Information provided:
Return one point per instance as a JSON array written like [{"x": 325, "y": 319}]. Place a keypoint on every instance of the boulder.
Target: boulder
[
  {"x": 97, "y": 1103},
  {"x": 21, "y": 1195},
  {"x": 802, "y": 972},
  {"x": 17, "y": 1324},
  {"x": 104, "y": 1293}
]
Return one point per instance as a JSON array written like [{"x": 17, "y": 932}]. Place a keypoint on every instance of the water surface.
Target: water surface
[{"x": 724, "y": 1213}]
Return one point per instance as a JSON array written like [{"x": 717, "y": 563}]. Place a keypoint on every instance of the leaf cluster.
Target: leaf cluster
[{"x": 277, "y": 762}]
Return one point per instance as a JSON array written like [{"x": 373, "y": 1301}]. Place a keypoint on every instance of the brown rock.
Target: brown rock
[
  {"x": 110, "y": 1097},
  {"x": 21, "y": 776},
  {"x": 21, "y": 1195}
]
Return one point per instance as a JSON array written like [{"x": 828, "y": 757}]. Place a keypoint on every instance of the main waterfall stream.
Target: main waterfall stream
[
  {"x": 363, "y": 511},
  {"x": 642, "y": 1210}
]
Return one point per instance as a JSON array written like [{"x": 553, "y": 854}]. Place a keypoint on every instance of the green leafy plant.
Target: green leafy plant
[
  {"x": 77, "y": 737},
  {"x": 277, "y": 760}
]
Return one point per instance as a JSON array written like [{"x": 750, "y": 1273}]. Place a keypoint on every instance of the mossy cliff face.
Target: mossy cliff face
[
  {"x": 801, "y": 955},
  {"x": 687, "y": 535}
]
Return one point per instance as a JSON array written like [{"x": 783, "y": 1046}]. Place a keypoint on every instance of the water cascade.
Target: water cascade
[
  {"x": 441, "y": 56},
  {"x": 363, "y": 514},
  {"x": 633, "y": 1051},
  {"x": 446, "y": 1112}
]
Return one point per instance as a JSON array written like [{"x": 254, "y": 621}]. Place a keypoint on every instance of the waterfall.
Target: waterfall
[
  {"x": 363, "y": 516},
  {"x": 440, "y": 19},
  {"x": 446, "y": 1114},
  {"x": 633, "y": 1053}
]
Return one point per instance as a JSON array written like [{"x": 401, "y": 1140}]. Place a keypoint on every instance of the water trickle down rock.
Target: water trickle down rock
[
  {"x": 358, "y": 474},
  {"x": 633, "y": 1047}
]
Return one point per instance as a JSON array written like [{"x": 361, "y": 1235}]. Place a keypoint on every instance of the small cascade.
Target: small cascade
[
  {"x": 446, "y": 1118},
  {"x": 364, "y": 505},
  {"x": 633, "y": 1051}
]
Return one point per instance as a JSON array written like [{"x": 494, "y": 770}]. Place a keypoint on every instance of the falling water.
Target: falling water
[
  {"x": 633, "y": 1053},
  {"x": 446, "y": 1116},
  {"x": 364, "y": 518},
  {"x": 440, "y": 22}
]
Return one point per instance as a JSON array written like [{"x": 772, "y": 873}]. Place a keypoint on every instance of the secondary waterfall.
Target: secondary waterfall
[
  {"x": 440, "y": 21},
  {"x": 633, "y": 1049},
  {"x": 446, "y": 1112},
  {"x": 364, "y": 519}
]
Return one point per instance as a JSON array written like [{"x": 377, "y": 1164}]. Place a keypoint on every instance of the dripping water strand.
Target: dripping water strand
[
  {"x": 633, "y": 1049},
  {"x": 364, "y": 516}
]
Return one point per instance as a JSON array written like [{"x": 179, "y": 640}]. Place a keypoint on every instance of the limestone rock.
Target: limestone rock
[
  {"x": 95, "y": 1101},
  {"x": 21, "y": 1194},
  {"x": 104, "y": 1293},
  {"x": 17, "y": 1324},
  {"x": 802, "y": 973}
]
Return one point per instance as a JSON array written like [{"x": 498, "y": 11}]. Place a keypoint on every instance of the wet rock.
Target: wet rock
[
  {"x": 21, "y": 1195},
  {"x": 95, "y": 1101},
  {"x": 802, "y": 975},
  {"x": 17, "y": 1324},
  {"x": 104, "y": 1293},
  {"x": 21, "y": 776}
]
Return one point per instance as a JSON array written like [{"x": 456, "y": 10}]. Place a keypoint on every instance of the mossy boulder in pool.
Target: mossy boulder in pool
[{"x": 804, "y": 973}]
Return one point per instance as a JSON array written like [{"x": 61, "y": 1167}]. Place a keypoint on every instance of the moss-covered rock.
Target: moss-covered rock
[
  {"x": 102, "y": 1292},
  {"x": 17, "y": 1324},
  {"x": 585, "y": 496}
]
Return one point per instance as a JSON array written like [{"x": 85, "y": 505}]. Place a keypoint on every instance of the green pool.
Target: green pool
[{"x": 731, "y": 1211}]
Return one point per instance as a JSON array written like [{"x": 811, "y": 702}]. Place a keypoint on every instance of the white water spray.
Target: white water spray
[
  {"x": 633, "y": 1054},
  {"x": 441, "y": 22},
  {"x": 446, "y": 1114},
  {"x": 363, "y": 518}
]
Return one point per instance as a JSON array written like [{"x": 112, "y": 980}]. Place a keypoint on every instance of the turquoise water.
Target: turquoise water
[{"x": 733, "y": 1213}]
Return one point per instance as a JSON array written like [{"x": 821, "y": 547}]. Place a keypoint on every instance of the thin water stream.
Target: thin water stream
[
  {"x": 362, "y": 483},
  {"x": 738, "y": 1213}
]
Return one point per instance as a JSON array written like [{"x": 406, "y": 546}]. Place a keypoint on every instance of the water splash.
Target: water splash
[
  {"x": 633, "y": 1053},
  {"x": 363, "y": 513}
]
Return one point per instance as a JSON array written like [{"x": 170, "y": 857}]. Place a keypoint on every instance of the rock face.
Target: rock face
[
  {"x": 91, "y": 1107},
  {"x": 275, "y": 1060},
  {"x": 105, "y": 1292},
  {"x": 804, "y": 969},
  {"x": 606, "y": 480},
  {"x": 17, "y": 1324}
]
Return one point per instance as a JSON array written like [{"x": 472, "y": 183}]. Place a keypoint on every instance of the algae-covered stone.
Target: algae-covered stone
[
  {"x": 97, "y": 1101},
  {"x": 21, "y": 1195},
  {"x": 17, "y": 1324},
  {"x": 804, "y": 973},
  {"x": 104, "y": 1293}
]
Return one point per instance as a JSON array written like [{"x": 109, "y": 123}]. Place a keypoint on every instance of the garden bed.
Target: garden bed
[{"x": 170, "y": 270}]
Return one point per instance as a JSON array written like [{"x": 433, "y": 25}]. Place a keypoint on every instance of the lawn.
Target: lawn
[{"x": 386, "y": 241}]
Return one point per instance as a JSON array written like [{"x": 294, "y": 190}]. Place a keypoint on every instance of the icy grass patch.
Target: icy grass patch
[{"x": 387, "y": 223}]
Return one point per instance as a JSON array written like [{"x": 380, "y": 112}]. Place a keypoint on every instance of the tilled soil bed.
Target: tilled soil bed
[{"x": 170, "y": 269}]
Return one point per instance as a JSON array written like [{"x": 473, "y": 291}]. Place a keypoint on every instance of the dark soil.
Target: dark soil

What you are asked to do:
All lines from the one with "the garden bed." through the final line above are to be quoted exactly; quote no other line.

Result:
Return one point per instance as a JSON array written like [{"x": 109, "y": 123}]. Place a keypoint on every instance of the garden bed.
Target: garden bed
[{"x": 170, "y": 270}]
Return one point per instance as a JSON array written like [{"x": 433, "y": 25}]. Place a keypoint on every instance of the lawn.
Target: lawn
[{"x": 386, "y": 241}]
Return one point per instance as a JSON array written like [{"x": 294, "y": 190}]. Place a keypoint on every instance of the icy grass patch.
Target: icy grass patch
[{"x": 387, "y": 223}]
Return one point per instance as a JSON array written like [{"x": 380, "y": 112}]. Place a keypoint on every instance of the tilled soil bed.
Target: tilled soil bed
[{"x": 170, "y": 269}]
Return one point per instance as a JSON array written like [{"x": 473, "y": 291}]. Place a keypoint on every instance of the dark soil.
Target: dark soil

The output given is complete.